What is expected: Retype the records below word for word and omit any image.

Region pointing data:
Start of Block
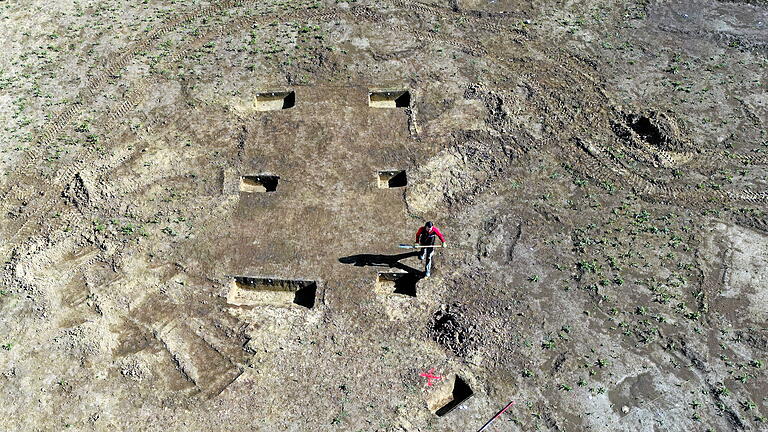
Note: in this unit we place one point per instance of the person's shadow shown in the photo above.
(405, 284)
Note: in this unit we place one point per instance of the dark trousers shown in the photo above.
(426, 253)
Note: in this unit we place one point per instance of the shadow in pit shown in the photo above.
(402, 283)
(373, 260)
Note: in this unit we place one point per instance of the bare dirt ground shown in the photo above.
(196, 236)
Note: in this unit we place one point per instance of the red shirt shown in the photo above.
(434, 230)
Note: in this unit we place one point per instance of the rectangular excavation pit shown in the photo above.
(258, 183)
(392, 179)
(396, 283)
(389, 98)
(452, 393)
(259, 291)
(274, 100)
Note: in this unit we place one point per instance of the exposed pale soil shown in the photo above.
(180, 253)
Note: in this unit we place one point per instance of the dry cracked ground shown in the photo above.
(202, 203)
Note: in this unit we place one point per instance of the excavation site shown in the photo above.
(384, 216)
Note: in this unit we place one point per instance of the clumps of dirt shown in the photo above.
(450, 328)
(76, 193)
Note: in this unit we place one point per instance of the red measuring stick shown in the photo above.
(485, 426)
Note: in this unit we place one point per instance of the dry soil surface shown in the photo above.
(202, 203)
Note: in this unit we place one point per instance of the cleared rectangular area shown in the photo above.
(258, 183)
(392, 179)
(396, 283)
(275, 100)
(259, 291)
(389, 99)
(452, 393)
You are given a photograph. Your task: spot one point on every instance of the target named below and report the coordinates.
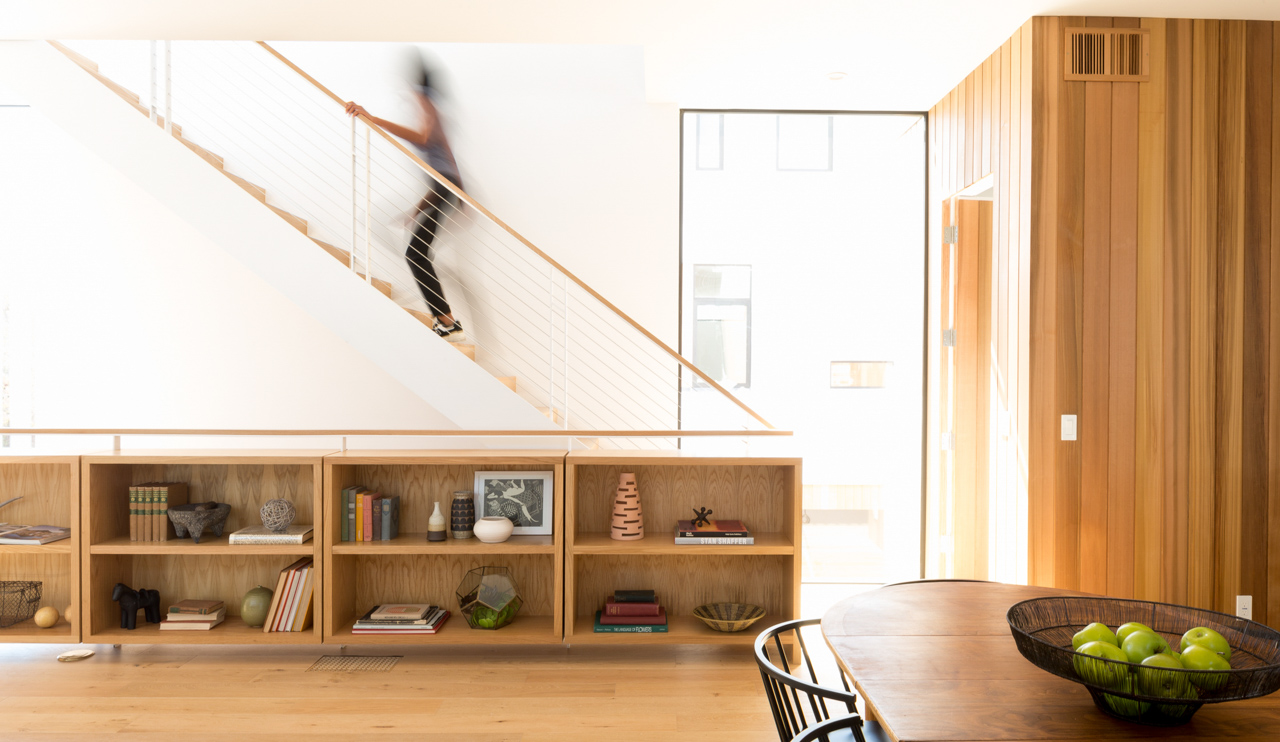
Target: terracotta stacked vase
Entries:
(627, 516)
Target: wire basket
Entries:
(1043, 627)
(19, 600)
(728, 617)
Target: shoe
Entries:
(453, 333)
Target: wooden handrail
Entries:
(475, 205)
(406, 433)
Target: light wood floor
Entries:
(529, 695)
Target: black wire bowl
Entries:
(1043, 627)
(18, 600)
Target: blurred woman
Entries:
(429, 138)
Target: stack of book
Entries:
(149, 509)
(193, 615)
(32, 535)
(291, 603)
(261, 535)
(369, 516)
(401, 619)
(713, 534)
(631, 612)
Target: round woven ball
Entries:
(278, 514)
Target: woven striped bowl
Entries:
(728, 615)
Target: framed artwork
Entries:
(525, 498)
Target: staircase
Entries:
(583, 363)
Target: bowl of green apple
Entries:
(1148, 663)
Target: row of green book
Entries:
(369, 516)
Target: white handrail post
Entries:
(351, 256)
(369, 189)
(152, 99)
(168, 88)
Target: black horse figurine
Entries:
(131, 600)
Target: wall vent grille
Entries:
(1107, 54)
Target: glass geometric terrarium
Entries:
(488, 598)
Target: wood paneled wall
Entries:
(1151, 282)
(983, 128)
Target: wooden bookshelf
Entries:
(184, 569)
(50, 490)
(762, 491)
(412, 569)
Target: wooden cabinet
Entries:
(763, 493)
(211, 569)
(49, 486)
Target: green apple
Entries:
(1097, 670)
(1127, 708)
(1207, 639)
(1200, 658)
(1141, 645)
(1093, 632)
(1127, 628)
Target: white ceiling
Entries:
(897, 54)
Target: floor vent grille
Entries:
(353, 664)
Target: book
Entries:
(196, 607)
(661, 619)
(626, 628)
(35, 535)
(716, 528)
(634, 596)
(615, 608)
(188, 624)
(401, 610)
(261, 535)
(197, 617)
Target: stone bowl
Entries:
(197, 517)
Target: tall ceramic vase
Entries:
(627, 516)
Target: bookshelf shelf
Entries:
(762, 491)
(211, 545)
(49, 486)
(179, 568)
(412, 569)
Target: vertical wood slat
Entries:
(1123, 328)
(1203, 312)
(1148, 498)
(1070, 298)
(1042, 462)
(1257, 314)
(1096, 347)
(1230, 307)
(1176, 306)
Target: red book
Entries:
(612, 608)
(661, 619)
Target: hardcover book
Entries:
(716, 528)
(615, 608)
(659, 619)
(629, 628)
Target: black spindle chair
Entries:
(790, 695)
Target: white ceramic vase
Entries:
(493, 528)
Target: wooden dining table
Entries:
(936, 660)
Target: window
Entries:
(722, 324)
(804, 142)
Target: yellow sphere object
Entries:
(46, 617)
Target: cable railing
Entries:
(286, 137)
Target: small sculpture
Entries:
(131, 600)
(627, 517)
(278, 514)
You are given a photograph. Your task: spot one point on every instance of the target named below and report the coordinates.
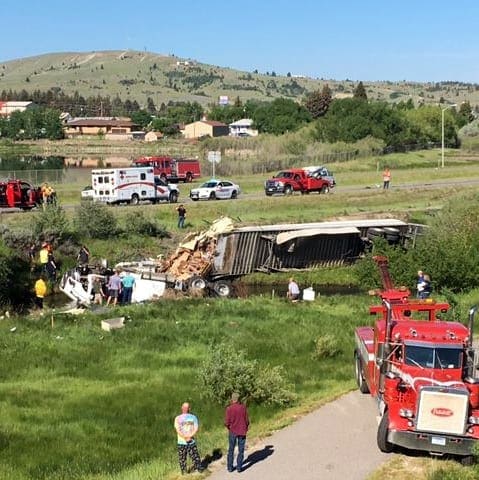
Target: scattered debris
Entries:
(113, 324)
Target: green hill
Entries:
(139, 75)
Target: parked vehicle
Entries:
(215, 190)
(296, 180)
(322, 172)
(19, 194)
(172, 169)
(131, 185)
(421, 370)
(87, 193)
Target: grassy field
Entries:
(79, 403)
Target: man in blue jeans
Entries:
(237, 423)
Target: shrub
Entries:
(51, 223)
(94, 220)
(139, 224)
(325, 346)
(227, 370)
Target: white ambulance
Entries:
(131, 185)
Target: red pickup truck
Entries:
(297, 180)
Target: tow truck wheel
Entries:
(222, 289)
(382, 437)
(362, 385)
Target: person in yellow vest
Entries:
(40, 291)
(44, 255)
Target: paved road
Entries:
(336, 442)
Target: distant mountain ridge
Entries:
(137, 75)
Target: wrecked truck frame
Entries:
(212, 259)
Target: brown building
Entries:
(100, 126)
(204, 128)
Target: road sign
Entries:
(214, 157)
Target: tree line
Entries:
(347, 119)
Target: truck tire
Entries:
(222, 288)
(362, 385)
(197, 283)
(382, 437)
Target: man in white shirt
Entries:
(293, 290)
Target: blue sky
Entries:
(417, 40)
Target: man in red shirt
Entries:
(237, 422)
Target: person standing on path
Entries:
(237, 423)
(181, 215)
(127, 283)
(386, 178)
(186, 426)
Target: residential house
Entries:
(153, 136)
(205, 128)
(111, 127)
(243, 128)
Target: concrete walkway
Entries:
(336, 442)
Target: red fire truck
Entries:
(19, 194)
(171, 169)
(421, 370)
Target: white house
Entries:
(243, 128)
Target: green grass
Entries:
(81, 403)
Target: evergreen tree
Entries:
(318, 102)
(360, 92)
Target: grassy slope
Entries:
(93, 73)
(79, 403)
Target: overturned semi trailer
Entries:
(306, 245)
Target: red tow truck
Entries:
(421, 370)
(171, 169)
(297, 180)
(19, 194)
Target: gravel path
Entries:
(335, 442)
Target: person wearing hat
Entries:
(186, 426)
(237, 423)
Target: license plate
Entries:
(438, 441)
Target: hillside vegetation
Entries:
(164, 78)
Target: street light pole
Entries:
(442, 131)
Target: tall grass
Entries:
(81, 403)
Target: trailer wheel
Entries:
End of Block
Response to the exercise:
Note: in this unit we place one point per instance of the person's shadow shown in the photo above.
(405, 284)
Note: in this unit we place one point per instance of the dark trousers shown in the photo above.
(426, 253)
Note: in this unit we place one point per instance of the shadow in pit shown in the photo above.
(402, 283)
(373, 260)
Note: in this unit we place one point per instance of the bare dirt ground shown in the photo above.
(196, 236)
Note: in this unit we place one point per instance of the red shirt shown in the photo above.
(434, 230)
Note: in this unit we place one point per instance of the rectangular excavation pit shown in the photo above.
(258, 183)
(392, 179)
(396, 283)
(389, 98)
(452, 393)
(259, 291)
(274, 100)
Note: in this unit we place one point per instance of the exposed pale soil shown in the photo above.
(180, 253)
Note: in this unit we place one point per instance of the dry cracked ground shown in the photo above.
(202, 203)
Note: in this unit we place one point per instance of the excavation site shown in the photo above.
(384, 216)
Note: in this unit we place one point per instance of the clumps of dirt shown in the photo above.
(450, 328)
(76, 193)
Note: in this unit we place one point per instance of the red measuring stick shown in the photo above.
(485, 426)
Note: in this unit we place one point per instance of the dry soil surface shown in the photo above.
(202, 203)
Note: in this unit we place one point per instance of the cleared rectangular area shown in the photo above.
(258, 183)
(392, 179)
(396, 283)
(275, 100)
(259, 291)
(389, 99)
(452, 393)
You are given a photograph. Your task: spot one point on every instance of the target named below and report the coordinates.
Target: terracotta stacked vase
Entries:
(627, 516)
Target: wire basket
Entries:
(1043, 627)
(19, 600)
(728, 617)
Target: shoe
Entries:
(453, 333)
Target: wooden handrail
Entries:
(475, 205)
(406, 433)
Target: light wood floor
Entries:
(529, 695)
Target: black wire bowl
Entries:
(1043, 627)
(18, 600)
Target: blurred woman
Entries:
(429, 138)
Target: stack of book
Entries:
(149, 509)
(193, 615)
(32, 535)
(291, 603)
(261, 535)
(369, 516)
(401, 619)
(713, 534)
(631, 612)
Target: round woven ball
Entries:
(278, 514)
Target: woven striped bowl
Entries:
(728, 615)
Target: framed artwork
Entries:
(525, 498)
Target: staircase
Entries:
(583, 363)
Target: bowl of green apple
Entries:
(1148, 663)
Target: row of green book
Entries:
(369, 516)
Target: white handrail post
Entries:
(351, 256)
(369, 189)
(152, 99)
(168, 88)
Target: black horse figurine
Entries:
(131, 600)
Target: wall vent grille
Entries:
(1107, 54)
Target: glass geometric terrarium
Entries:
(488, 598)
Target: wood paneled wall
Entries:
(1151, 282)
(983, 128)
Target: wooden bookshelf
Entries:
(184, 569)
(50, 490)
(762, 491)
(412, 569)
Target: wooden cabinet
Entries:
(763, 493)
(211, 569)
(49, 486)
Target: green apple
Entries:
(1097, 670)
(1127, 708)
(1207, 639)
(1200, 658)
(1141, 645)
(1093, 632)
(1127, 628)
Target: white ceiling
Entries:
(897, 54)
Target: floor vent grille
Entries:
(353, 664)
Target: book
Entries:
(196, 607)
(661, 619)
(626, 628)
(35, 535)
(716, 528)
(634, 596)
(615, 608)
(188, 624)
(401, 610)
(261, 535)
(197, 617)
Target: stone bowl
Entries:
(197, 517)
Target: tall ceramic vase
Entries:
(627, 516)
Target: bookshelf shelf
Entries:
(762, 491)
(211, 545)
(49, 486)
(179, 568)
(412, 569)
Target: vertical wood slat
Entries:
(1123, 328)
(1203, 312)
(1148, 498)
(1070, 298)
(1042, 462)
(1257, 314)
(1096, 347)
(1230, 307)
(1176, 306)
Target: red book
Entries:
(612, 608)
(661, 619)
Target: hardcover book
Entries:
(716, 528)
(615, 608)
(659, 619)
(629, 628)
Target: black spindle chair
Entries:
(790, 695)
Target: white ceramic vase
Entries:
(493, 528)
Target: wooden dining table
Entries:
(936, 660)
Target: window
Entries:
(722, 324)
(804, 142)
Target: yellow sphere object
Entries:
(46, 617)
Target: cable railing
Entries:
(286, 137)
Target: small sculpture
Entries:
(131, 600)
(627, 517)
(278, 514)
You are given a photograph. Your task: spot one point on every instance of the target named below and report the coordinates.
Target: scattered debris
Entries:
(113, 324)
Target: green hill
Entries:
(139, 75)
Target: parked vehicle
Entries:
(215, 190)
(296, 180)
(322, 172)
(19, 194)
(172, 169)
(131, 185)
(421, 370)
(87, 193)
Target: grassy field
Entries:
(79, 403)
Target: man in blue jeans
Entries:
(237, 423)
Target: shrub
Entries:
(51, 223)
(94, 220)
(139, 224)
(325, 346)
(227, 370)
Target: white ambulance
Entries:
(131, 185)
Target: red pickup truck
Entries:
(297, 180)
Target: tow truck wheel
Entries:
(222, 289)
(382, 437)
(362, 385)
Target: person in yellow vest
Entries:
(40, 291)
(44, 255)
Target: paved road
Entries:
(336, 442)
Target: distant mountain ridge
Entries:
(137, 75)
Target: wrecked truck frame
Entries:
(212, 259)
Target: brown building
Entries:
(100, 126)
(204, 128)
Target: road sign
Entries:
(214, 157)
Target: tree line
Entries:
(347, 119)
Target: truck tire
Entries:
(222, 288)
(362, 385)
(197, 283)
(382, 437)
Target: man in white shirt
Entries:
(293, 290)
Target: blue sky
Entries:
(417, 40)
Target: man in red shirt
Entries:
(237, 422)
Target: person standing on path
Entries:
(237, 423)
(181, 215)
(127, 283)
(386, 178)
(186, 426)
Target: residential house
Entries:
(153, 136)
(205, 128)
(111, 127)
(243, 128)
Target: concrete walkway
Entries:
(336, 442)
Target: red fire truck
Entries:
(19, 194)
(171, 169)
(421, 370)
Target: white house
Entries:
(243, 128)
Target: green grass
Entries:
(81, 403)
Target: evergreen tree
Entries:
(318, 102)
(360, 92)
Target: grassy slope
Entries:
(93, 73)
(79, 403)
Target: overturned semi trailer
Entries:
(306, 245)
Target: red tow truck
Entries:
(421, 370)
(171, 169)
(297, 180)
(19, 194)
Target: gravel path
Entries:
(335, 442)
Target: person wearing hat
Entries:
(186, 426)
(237, 423)
Target: license plate
Entries:
(438, 441)
Target: hillside vegetation
Entries:
(164, 78)
Target: street light pole
Entries:
(442, 131)
Target: tall grass
Entries:
(81, 403)
Target: trailer wheel
Entries:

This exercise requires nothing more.